**Instructions:**
1. In the Databricks Lakehouse passage, what does the Lakehouse amount to?
2. Please carry on the Delta Lake passage, picking up right after its final sentence.

**Page:**
/---

Conceptual view of the Databricks Lakehouse Platform: different data types (structured, semi-structured, etc.) come into the platform and land in an open data lake. Delta Lake (which we'll discuss below) is added to that data lake, providing an added layer to your data lake that provides structure and governance to your organization's data. This data is then used to drive business use-cases in data engineering, business intelligence and SQL analytics, real-time data applications, and data science and machine learning.

iamge info

1. Databricks Lakehouse Platform for Data Engineering: Delta Lake

When data arrives into the Lakehouse Platform, it lands into your organization’s open data lake. By adding Delta Lake to that open data lake, you achieve the "Lakehouse" part of the platform. In other words, the Lakehouse is essentially an open data lake with Delta Lake placed on top of it.

Delta Lake is an open-source storage layer that brings data reliability to data lakes. When we talk about data reliability, we refer to the accuracy and completeness of your data. In other words, Delta Lake working in conjunction with a data lake is what lays the foundation for your Lakehouse - that combination guarantees that your data is what you need for your use-cases via:

  • ACID transactions, which are database transaction properties that guarantee data validity. With ACID transactions, you don’t have to worry about missing data or inconsistencies in your data from interrupted or deleted operational transactions because changes to your data are performed as if they are a single operation.
  • Indexing, which allows you to get an unordered table (which might be inefficient to query) into an order that will maximize the efficiency of your queries
  • Table access control lists (ACLs), or governance mechanisms that ensure that only users who should have access to data can access it
  • Expectation-setting, which refers to the ability for you to configure Delta Lake based on your workload patterns and business needs

iamge info

With Delta Lake, data engineers can architect pipelines for continuous data flow and refinement using Delta’s architectural model, shown in the image below. It allows data engineers to build pipelines that begin with raw data as a “single source of truth” from which everything flows. Subsequent transformations and aggregations can be recalculated and validated to ensure that business-level aggregate tables are still reflective of the underlying data, even as downstream users refine the data and introduce context-specific structure.

\---

[Collection entries]
/---

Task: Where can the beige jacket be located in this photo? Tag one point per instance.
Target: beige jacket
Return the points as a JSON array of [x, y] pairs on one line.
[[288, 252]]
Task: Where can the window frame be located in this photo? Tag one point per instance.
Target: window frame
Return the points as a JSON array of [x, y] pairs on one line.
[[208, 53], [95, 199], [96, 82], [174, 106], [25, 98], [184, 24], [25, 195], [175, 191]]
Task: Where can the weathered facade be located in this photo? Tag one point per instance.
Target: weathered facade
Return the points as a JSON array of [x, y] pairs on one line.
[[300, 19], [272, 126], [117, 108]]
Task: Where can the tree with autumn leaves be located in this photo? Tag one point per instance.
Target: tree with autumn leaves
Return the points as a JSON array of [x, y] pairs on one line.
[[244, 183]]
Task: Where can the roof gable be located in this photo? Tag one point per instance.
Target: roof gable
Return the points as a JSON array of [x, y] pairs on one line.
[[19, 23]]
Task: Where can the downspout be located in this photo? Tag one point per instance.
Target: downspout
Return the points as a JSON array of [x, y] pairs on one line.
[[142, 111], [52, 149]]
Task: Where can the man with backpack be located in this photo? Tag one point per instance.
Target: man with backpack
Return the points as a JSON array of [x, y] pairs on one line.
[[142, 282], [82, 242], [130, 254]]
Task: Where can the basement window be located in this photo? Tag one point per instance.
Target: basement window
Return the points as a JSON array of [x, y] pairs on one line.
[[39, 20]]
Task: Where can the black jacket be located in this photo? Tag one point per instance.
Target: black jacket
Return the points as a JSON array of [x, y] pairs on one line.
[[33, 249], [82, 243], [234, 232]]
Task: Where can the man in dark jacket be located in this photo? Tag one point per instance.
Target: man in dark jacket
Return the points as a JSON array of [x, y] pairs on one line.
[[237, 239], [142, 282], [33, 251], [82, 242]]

\---

**Answers per task:**
1. An open data lake with Delta Lake placed on top of it.

2.
iamge info

2. Databricks Lakehouse Platform for BI & SQL Analytics: Databricks SQL

Databricks SQL provides SQL users a SQL-native Interface to write queries that explore their organization’s Delta Lake table. Regularly used SQL code can be saved as snippets for quick reuse, and query results can be cached to keep the query short.

Once queries are built, Databricks SQL also allows analysts to make sense of the results through a wide variety of visualizations. The visualizations can be organized into dashboards through a drag-and-drop interface. Dashboards can be easily shared with other users to provide insights. They are also configurable to automatically refresh and alert your team to meaningful changes in your data.

Since Databricks SQL was designed to work with Delta Lake, practitioners get the performance optimizations, governance, and reliability that come with that.

Plus, it supports existing BI tools, which means that you can use your preferred visualization tools to query your organization’s Lakehouse.

3. Databricks Lakehouse Platform for Data Science & Machine Learning: Databricks Machine Learning

Databricks Machine Learning (Databricks ML) was created for machine learning teams to explore data, prepare and process data, build and test machine learning models, deploy those models, and optimize them. In other words, it is the part of the Databricks Lakehouse Platform tailored for machine learning teams to work on their projects throughout the entire machine learning lifecycle.

In addition to Managed MLflow, other Databricks ML components include Databricks Collaborative Notebooks, the Databricks Machine Learning Runtime, Feature Store, AutoML, and Model Serving.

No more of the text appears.